┌─ GIVEN INFORMATION

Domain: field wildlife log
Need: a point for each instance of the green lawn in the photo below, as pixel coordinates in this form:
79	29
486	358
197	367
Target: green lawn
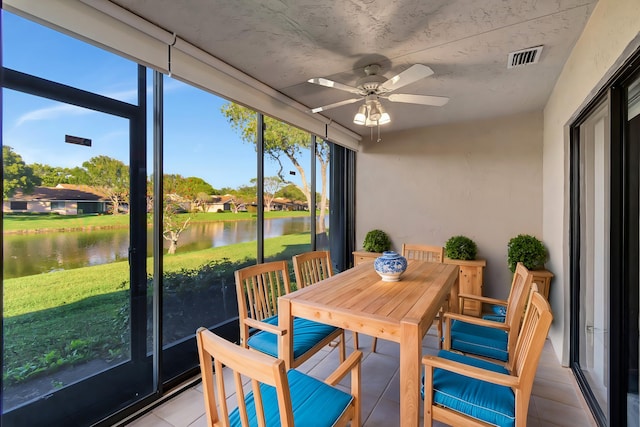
66	317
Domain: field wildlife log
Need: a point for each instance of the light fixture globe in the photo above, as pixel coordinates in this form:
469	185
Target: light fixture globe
361	116
374	111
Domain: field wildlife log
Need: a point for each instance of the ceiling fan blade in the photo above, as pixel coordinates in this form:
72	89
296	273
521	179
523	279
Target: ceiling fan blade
410	75
436	101
334	105
330	83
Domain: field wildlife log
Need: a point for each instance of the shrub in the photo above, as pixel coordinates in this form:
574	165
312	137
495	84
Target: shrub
460	247
376	241
528	250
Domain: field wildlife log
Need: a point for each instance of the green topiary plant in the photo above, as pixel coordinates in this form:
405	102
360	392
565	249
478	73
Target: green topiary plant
460	247
376	241
528	250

└─

◆ WORK REQUIRED
Say how many lines in the data hold the string "above". No other content should accompany the number.

◆ OUTPUT OF THE TASK
4